→ **PROBLEM REQUIREMENTS**: Rewrite all the records below with every "traffic camera frame" switched to "street camera frame", keeping everything else unchanged.

::::::::

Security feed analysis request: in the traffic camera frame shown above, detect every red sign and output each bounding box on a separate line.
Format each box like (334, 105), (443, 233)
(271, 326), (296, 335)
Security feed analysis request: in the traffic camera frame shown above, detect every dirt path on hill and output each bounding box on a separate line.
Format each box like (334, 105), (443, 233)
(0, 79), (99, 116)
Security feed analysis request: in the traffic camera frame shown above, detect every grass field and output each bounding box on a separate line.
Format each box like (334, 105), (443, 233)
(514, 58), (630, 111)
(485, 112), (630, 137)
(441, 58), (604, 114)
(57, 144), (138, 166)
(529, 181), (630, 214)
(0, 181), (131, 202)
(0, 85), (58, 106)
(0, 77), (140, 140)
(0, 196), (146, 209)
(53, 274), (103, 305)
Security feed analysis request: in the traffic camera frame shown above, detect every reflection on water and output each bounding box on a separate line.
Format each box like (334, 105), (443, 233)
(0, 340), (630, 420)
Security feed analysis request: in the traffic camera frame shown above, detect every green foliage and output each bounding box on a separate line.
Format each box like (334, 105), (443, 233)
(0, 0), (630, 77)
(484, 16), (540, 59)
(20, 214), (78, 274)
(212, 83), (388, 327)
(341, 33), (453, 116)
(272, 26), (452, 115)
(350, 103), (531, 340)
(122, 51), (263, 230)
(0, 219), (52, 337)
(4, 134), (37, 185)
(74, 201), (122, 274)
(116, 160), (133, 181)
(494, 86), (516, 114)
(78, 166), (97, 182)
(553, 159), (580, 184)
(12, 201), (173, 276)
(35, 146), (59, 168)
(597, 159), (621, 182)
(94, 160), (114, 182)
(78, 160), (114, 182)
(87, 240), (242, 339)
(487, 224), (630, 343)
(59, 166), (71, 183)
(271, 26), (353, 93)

::::::::

→ **FULL SOLUTION**:
Security feed analysis request: in the street camera frame shown above, detect every red sign and output each bounding box on a separate line.
Format each box like (334, 105), (443, 233)
(271, 326), (296, 335)
Security feed analysis request: in the street camera frame shown above, detect every dirt path on hill and output each bounding box on a separate line.
Format each box like (334, 105), (443, 233)
(0, 79), (99, 116)
Security feed analysis request: in the street camera frame shown above, detect every grass field and output each bounding box on a separate line.
Format each box like (334, 105), (443, 233)
(514, 58), (630, 111)
(485, 112), (630, 137)
(441, 58), (604, 114)
(57, 144), (138, 166)
(529, 181), (630, 214)
(0, 181), (131, 202)
(0, 85), (58, 106)
(0, 77), (140, 140)
(0, 196), (146, 209)
(53, 274), (103, 305)
Security feed analysis request: in the street camera frame shown above, detect every reflection on water and output each bounding box on a separate line.
Format each box like (334, 105), (443, 233)
(0, 340), (630, 420)
Security feed analysis request: in the street camera frame shown above, detect every green foliage and output each bounding box on a separate line.
Format each box like (334, 105), (443, 233)
(0, 0), (630, 77)
(484, 16), (540, 59)
(20, 214), (78, 274)
(212, 83), (388, 327)
(341, 33), (453, 116)
(272, 26), (452, 115)
(350, 103), (531, 340)
(122, 51), (263, 230)
(0, 219), (52, 337)
(4, 134), (37, 185)
(74, 201), (122, 274)
(116, 160), (133, 181)
(494, 86), (516, 114)
(78, 166), (97, 182)
(553, 159), (580, 184)
(12, 201), (173, 276)
(35, 146), (59, 168)
(597, 159), (621, 182)
(94, 160), (114, 182)
(78, 160), (114, 182)
(87, 240), (242, 339)
(487, 224), (630, 343)
(59, 166), (71, 183)
(271, 26), (353, 93)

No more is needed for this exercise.